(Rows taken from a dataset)
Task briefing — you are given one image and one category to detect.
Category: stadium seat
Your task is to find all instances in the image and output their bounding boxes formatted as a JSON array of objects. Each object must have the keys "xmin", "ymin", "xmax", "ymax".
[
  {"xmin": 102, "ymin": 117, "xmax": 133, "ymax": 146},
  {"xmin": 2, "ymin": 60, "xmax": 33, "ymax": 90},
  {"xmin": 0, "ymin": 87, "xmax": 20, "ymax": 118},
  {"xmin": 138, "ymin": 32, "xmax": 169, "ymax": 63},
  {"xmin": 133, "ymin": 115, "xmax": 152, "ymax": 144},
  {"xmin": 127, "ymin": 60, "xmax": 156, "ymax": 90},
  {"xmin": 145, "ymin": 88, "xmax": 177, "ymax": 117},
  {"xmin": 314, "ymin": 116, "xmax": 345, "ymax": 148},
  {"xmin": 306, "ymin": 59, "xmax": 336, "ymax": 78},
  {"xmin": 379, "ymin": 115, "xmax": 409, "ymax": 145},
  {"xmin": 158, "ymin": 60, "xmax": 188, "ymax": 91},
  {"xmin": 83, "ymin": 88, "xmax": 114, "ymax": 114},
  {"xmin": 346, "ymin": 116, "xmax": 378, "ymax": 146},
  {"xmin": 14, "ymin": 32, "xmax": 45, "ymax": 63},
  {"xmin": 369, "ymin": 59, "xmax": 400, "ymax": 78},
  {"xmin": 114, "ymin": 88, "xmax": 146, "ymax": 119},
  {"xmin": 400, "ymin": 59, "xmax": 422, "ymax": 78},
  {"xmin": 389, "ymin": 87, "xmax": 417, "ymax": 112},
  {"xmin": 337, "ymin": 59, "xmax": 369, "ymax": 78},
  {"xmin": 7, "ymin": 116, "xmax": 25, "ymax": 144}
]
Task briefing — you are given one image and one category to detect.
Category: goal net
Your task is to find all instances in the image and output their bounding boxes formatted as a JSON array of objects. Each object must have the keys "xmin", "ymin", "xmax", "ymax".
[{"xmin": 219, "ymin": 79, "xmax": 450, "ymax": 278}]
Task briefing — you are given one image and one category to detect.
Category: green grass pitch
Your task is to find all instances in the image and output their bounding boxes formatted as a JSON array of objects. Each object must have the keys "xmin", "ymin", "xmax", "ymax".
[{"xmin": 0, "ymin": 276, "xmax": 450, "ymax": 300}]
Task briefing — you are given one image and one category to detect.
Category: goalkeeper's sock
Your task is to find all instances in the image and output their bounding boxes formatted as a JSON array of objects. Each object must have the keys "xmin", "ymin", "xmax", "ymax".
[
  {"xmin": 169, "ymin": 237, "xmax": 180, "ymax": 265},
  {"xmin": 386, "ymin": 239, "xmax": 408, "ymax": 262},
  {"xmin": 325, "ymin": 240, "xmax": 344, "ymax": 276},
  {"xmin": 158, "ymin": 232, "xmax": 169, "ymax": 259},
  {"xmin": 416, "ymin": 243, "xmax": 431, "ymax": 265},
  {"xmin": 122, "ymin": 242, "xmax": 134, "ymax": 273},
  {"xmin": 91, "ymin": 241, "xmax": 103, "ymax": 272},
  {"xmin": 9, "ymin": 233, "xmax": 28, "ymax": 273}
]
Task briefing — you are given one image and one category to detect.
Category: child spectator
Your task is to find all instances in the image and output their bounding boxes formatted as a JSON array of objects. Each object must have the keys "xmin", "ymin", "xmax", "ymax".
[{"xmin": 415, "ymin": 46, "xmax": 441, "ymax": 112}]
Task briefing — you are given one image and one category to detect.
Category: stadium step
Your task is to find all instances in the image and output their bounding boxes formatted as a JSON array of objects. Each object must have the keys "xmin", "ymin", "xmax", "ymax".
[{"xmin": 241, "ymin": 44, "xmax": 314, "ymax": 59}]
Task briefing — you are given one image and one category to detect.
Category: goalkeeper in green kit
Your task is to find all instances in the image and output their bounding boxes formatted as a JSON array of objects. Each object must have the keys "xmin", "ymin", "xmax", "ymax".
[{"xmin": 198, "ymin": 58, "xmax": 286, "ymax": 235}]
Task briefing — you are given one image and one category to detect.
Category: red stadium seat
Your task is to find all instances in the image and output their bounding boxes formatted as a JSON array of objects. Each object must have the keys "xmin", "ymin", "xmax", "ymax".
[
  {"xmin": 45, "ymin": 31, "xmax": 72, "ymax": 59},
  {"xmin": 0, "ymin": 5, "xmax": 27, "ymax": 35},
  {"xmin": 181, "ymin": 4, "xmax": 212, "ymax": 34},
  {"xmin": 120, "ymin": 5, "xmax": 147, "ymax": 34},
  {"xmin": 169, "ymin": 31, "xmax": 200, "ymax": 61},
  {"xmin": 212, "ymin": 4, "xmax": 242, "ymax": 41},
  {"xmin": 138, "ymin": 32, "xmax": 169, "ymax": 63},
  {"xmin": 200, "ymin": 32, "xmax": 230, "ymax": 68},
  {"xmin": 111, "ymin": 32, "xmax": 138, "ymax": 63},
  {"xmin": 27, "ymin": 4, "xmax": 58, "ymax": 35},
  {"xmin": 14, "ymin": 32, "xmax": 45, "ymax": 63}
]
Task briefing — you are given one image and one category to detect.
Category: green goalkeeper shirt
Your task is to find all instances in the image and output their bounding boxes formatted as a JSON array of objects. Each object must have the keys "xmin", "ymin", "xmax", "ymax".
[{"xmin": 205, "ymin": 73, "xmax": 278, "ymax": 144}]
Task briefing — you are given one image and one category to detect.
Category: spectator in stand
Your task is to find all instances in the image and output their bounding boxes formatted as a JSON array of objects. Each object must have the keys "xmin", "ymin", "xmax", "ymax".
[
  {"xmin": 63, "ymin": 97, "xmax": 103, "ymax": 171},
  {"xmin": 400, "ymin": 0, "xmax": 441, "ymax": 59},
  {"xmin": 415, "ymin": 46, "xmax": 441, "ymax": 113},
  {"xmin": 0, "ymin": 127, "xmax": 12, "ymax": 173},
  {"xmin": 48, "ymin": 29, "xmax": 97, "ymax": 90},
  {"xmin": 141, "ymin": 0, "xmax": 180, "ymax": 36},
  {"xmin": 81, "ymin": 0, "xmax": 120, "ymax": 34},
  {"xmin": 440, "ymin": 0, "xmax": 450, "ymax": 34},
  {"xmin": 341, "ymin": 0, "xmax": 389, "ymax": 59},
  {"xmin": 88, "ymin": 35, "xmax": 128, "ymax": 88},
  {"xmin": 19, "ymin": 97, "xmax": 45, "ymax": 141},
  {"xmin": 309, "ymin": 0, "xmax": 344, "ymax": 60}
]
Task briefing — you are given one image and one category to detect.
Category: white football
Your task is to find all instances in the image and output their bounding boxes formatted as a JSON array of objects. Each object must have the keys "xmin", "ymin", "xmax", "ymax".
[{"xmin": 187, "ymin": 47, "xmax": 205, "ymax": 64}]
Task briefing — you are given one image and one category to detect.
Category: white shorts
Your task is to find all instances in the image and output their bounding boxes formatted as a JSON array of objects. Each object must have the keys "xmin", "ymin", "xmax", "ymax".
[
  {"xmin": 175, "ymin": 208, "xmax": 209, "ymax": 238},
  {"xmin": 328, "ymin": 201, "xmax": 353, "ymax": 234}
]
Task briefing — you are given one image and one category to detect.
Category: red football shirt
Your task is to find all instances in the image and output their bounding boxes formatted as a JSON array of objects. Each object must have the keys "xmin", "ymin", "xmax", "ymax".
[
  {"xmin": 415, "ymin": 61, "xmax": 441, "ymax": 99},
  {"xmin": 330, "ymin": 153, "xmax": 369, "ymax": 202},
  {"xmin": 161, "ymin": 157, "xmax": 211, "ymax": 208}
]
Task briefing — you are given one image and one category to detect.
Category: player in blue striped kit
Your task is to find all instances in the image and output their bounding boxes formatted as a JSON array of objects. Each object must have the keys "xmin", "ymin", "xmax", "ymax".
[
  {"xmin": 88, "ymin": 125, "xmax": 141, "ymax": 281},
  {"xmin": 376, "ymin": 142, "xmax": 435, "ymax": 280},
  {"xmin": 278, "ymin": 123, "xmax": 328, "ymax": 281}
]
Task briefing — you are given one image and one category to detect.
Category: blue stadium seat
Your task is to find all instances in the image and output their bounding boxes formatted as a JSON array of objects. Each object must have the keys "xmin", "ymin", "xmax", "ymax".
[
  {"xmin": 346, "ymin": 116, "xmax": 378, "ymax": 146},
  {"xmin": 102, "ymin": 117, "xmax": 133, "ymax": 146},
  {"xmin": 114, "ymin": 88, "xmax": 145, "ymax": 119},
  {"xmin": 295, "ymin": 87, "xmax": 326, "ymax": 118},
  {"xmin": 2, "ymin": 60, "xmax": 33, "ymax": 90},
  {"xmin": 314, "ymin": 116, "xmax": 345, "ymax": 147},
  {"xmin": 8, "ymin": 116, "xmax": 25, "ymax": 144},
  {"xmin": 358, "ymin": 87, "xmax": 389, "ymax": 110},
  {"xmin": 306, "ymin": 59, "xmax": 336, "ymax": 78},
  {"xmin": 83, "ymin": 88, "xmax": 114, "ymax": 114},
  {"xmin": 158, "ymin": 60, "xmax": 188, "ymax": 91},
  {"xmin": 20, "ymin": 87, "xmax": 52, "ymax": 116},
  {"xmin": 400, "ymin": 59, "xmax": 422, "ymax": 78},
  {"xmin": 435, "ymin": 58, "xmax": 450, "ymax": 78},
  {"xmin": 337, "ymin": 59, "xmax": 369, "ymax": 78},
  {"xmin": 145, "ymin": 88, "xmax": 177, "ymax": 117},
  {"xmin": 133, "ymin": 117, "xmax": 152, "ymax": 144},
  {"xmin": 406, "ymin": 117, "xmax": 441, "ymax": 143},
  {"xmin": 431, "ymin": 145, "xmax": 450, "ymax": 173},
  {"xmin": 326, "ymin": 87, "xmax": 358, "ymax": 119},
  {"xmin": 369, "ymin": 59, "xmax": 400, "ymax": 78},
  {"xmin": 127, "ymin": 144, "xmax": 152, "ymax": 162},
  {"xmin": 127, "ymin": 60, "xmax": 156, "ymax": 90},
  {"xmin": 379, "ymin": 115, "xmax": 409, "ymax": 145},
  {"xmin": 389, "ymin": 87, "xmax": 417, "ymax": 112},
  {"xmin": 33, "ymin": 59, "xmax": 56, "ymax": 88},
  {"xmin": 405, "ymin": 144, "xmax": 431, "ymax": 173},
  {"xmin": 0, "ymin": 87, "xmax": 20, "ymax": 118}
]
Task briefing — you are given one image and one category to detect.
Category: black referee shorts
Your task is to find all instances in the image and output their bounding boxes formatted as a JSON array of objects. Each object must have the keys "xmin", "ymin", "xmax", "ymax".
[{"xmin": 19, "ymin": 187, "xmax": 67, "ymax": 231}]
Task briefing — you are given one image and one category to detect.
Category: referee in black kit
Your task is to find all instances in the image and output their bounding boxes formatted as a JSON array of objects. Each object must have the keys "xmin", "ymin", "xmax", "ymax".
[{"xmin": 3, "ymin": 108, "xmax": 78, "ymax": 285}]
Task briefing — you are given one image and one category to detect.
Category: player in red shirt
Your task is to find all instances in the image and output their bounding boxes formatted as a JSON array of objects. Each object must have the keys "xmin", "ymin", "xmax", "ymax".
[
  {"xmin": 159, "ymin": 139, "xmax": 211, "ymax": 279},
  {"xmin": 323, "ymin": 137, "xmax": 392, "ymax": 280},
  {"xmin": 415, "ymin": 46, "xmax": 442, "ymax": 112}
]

◆ **TASK**: Report each line of the records above that contains the word "football". Treat case as significant.

◆ **ANSWER TO THE EXERCISE**:
Category: white football
Category: red football shirt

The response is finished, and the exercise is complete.